## SELECTED EXTRACT:
- Opening Delimiter -

In his letter, Gomez described the latest records to be made public as ‘brutal and painful reading’.....”The behavior described in these files is terribly sad and evil," Gomez wrote. “There is no excuse, no explaining away what happened to these children. The priests involved had the duty to be their spiritual fathers and they failed."

There certainly can be ‘no explaining away’ of the fact that thousands of Roman Catholic priests sexually abused thousands of young children, mostly boys, during the last fifty years of the 20th century, and in his excellent book, Boys of the Cloth, Vincent Miles offers his view as to a possible cause for this deplorable epidemic.

- Closing Delimiter -

## RECORDS SHOWN:

- Opening Delimiter -

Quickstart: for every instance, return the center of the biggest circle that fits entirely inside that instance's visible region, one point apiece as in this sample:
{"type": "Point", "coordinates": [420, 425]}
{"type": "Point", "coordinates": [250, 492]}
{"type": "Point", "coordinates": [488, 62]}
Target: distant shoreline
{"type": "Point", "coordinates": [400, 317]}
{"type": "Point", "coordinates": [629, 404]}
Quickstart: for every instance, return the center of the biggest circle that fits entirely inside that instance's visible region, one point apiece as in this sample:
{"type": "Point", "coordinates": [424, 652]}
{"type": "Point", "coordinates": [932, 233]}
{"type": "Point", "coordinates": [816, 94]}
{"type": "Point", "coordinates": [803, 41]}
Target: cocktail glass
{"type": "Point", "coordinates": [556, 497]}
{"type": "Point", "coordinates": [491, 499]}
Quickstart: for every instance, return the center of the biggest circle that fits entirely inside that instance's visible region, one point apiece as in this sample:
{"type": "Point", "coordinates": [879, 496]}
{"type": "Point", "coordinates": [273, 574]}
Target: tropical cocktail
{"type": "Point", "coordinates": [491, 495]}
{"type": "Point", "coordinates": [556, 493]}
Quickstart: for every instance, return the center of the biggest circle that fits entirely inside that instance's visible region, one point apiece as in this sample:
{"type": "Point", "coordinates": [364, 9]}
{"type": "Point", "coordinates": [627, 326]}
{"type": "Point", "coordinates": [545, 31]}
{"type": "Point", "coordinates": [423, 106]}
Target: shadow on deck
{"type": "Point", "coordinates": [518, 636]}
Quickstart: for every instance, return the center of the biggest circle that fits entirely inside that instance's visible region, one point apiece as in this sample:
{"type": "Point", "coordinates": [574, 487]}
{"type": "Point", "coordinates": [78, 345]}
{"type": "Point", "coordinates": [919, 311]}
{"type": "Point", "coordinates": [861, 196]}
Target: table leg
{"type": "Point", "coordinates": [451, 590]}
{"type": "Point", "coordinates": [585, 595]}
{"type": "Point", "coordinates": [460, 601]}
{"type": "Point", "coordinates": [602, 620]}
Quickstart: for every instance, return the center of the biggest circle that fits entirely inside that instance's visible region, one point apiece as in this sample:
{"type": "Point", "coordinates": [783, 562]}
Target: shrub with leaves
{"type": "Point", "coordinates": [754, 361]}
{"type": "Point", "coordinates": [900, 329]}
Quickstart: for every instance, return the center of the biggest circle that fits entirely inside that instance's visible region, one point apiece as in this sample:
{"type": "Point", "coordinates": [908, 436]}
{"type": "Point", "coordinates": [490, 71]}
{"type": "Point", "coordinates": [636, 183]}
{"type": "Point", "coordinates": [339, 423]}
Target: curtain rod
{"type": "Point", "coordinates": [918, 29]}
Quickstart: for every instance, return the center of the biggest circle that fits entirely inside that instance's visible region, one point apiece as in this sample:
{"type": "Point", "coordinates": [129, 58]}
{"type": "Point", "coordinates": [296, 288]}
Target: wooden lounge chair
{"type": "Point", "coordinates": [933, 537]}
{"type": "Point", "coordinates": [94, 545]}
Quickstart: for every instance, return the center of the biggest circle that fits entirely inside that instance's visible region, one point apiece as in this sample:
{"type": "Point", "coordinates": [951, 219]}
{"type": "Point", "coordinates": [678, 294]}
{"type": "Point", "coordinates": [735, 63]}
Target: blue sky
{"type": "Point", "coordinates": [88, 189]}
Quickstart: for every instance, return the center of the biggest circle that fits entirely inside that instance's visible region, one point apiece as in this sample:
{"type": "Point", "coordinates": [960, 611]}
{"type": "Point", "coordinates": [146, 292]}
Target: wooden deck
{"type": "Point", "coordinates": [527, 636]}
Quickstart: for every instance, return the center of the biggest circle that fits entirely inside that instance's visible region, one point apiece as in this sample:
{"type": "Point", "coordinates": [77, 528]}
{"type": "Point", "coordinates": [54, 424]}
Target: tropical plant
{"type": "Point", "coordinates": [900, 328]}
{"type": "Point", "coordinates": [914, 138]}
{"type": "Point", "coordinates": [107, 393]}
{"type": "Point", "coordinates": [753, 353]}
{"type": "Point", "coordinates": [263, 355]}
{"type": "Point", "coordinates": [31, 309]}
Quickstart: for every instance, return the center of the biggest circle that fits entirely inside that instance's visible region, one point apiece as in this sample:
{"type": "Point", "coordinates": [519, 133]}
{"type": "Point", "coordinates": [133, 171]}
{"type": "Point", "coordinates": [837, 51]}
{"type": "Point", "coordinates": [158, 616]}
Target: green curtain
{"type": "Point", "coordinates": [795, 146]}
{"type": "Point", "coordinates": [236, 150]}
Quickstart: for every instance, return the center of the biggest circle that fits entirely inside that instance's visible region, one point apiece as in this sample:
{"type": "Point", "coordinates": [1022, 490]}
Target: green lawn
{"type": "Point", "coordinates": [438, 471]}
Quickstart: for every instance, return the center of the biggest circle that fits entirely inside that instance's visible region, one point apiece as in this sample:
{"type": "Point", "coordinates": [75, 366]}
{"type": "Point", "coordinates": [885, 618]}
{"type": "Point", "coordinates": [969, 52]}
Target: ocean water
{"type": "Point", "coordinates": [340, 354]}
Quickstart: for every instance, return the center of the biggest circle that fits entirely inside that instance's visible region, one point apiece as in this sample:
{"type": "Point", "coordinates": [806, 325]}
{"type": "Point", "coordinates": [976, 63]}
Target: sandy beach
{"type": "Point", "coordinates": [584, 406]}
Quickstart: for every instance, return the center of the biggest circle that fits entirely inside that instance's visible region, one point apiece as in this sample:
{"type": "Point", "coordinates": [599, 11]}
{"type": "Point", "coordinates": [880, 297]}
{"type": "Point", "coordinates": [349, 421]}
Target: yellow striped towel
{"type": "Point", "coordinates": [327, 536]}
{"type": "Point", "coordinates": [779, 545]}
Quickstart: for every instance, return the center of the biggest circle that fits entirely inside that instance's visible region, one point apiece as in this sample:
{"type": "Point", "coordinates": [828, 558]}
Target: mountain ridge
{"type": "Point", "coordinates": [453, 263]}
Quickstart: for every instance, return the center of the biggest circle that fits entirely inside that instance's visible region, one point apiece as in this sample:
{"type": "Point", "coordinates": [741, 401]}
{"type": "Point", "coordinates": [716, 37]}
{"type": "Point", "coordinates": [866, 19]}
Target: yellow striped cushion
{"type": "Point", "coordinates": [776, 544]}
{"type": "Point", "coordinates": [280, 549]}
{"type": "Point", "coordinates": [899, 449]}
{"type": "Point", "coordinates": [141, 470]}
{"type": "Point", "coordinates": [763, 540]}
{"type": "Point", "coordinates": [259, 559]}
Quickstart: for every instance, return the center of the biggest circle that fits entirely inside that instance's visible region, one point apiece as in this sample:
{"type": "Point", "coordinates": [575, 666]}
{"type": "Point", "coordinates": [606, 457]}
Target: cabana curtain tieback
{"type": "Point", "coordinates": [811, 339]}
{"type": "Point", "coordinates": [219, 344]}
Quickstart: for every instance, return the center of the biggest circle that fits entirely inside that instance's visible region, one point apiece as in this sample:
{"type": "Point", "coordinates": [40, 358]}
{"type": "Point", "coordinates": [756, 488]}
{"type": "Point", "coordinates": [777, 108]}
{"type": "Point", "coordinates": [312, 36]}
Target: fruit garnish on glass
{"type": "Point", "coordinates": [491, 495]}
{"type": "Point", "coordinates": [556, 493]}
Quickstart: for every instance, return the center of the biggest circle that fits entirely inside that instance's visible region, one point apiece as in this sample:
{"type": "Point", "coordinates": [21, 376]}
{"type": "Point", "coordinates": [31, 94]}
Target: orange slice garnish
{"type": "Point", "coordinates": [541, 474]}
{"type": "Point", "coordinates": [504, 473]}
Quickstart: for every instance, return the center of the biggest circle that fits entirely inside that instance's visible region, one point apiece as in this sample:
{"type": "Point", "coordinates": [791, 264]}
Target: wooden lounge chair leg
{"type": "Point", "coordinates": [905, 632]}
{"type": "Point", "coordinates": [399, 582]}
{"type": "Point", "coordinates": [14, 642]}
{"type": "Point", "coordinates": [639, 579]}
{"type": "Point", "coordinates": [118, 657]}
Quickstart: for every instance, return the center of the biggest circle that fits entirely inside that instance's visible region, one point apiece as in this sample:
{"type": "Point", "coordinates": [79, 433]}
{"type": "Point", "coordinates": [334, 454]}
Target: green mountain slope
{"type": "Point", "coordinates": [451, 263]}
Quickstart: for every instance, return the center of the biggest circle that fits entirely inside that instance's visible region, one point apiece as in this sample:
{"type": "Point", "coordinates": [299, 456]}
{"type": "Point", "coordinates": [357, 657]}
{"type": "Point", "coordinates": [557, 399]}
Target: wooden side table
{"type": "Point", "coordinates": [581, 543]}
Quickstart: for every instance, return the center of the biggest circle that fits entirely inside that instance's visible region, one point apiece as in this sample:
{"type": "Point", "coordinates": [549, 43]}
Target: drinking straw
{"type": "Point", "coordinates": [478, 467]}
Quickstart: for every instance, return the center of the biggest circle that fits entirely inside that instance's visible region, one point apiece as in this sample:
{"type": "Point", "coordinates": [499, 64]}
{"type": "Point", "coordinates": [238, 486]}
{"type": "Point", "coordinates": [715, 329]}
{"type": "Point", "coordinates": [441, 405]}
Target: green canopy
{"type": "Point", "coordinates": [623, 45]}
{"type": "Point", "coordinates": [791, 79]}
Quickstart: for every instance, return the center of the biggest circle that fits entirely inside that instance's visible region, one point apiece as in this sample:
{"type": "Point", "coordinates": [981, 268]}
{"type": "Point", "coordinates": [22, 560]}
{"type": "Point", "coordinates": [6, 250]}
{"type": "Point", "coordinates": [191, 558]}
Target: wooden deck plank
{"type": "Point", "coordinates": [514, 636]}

- Closing Delimiter -

## WHAT IS BEING ASKED:
For each statement, answer yes or no according to the passage on clergy abuse, and quote the deciding words from it. 1. Gomez wrote that the priests involved failed in their duty to be the children's spiritual fathers. 2. The children who were abused were mostly girls. 3. The abuse took place during the first half of the 20th century.

## PROBLEM SOLUTION:
1. Yes: "The priests involved had the duty to be their spiritual fathers and they failed."
2. No: "mostly boys"
3. No: "during the last fifty years of the 20th century"